# ABOUT THIS EXERCISE
The required output is the complete listing, copied word for word.
DATA RECORDS: Begin
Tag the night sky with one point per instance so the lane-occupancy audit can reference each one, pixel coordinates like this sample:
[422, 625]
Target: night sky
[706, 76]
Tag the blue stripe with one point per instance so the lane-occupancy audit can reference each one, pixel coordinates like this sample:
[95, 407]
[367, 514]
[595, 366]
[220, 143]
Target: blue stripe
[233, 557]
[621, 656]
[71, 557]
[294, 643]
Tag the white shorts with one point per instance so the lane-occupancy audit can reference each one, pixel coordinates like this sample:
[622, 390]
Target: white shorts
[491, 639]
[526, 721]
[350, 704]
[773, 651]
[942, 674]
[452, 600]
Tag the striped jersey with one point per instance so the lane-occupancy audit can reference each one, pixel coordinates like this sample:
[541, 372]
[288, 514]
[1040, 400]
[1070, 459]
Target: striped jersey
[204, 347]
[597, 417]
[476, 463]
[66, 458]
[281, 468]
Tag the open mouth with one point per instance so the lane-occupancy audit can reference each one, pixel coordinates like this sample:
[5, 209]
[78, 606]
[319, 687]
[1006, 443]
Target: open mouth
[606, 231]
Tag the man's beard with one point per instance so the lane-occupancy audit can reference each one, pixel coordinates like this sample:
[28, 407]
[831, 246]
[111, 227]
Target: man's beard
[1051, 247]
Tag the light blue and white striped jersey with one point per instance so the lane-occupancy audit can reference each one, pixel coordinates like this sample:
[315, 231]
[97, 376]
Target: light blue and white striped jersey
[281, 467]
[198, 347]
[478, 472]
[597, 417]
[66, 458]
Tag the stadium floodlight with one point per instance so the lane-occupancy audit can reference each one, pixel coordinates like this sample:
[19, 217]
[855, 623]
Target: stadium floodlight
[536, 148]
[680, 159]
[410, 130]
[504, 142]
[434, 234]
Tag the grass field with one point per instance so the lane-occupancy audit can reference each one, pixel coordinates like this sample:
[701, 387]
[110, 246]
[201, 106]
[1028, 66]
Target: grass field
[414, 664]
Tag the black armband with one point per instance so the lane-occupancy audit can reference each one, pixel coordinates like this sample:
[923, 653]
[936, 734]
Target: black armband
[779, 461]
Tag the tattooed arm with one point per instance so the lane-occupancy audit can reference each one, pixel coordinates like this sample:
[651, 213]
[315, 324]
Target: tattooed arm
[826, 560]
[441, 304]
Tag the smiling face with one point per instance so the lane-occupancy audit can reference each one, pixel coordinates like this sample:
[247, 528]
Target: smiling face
DATA RECORDS: End
# WRITTEN ANSWER
Tag the night sky with one point per instance so the lane-occupancy audit can reference each one, pixel coordinates like this sample:
[422, 625]
Target: night sky
[706, 76]
Tag the blue stripe with one point per instance so the lane-occupancy audit can reference each one, pixel coordinates like this sample:
[95, 407]
[367, 514]
[595, 366]
[220, 143]
Target: blue stripe
[233, 557]
[621, 656]
[71, 557]
[294, 643]
Tag the white shorts with one point per instance so the lane-occupancy audit can reference each one, pixel coordinates like this sample:
[622, 390]
Target: white shorts
[491, 639]
[526, 721]
[350, 704]
[773, 651]
[942, 674]
[452, 600]
Tag the striped jersey with one point per instance so the lane-occupancy audit can reference each one, pixel coordinates like this sample:
[541, 372]
[288, 514]
[1040, 400]
[1070, 459]
Target: striped jersey
[204, 347]
[597, 417]
[476, 463]
[66, 458]
[281, 468]
Tag the open mouth with one point per instance so the lane-occupancy audit can reference each one, pixel coordinates like this sample:
[5, 209]
[78, 606]
[319, 687]
[1006, 443]
Target: open mouth
[606, 231]
Tag the man's beard with one point per instance so the lane-occupancy audit can reference each one, pixel coordinates like this sample:
[28, 407]
[831, 246]
[111, 227]
Target: man's beard
[1051, 247]
Tag the light blue and white striped jersey with one point per instance so the lane-occupancy audit can reference each one, pixel coordinates like this sample:
[315, 231]
[97, 376]
Target: light blue and white striped jersey
[281, 467]
[198, 347]
[478, 472]
[597, 417]
[66, 458]
Tag the stadium floodlight with one point per instance so the lane-occupancy audit can reference each one, pixel coordinates like this sample:
[19, 217]
[855, 623]
Target: stadium floodlight
[536, 148]
[680, 159]
[410, 130]
[504, 142]
[434, 234]
Tag the grass field with one point per instance so the lane-occupancy audit can reference each one, pixel coordinates like this sample:
[701, 387]
[110, 246]
[201, 106]
[1028, 66]
Target: grass field
[414, 664]
Tag the black armband with one point per instance so the lane-occupancy audit can reference each one, pixel coordinates like this sample:
[923, 653]
[936, 734]
Target: black armband
[779, 461]
Tag the tattooed arm with one point per instance so the lane-occupancy audit can reference each one, pixel coordinates like this sample:
[651, 213]
[315, 324]
Target: tattooed arm
[826, 560]
[441, 304]
Tag the smiling face with one point per instance so the lane-occupancy audit can reference each one, pixel coordinates like this sample:
[247, 528]
Target: smiling face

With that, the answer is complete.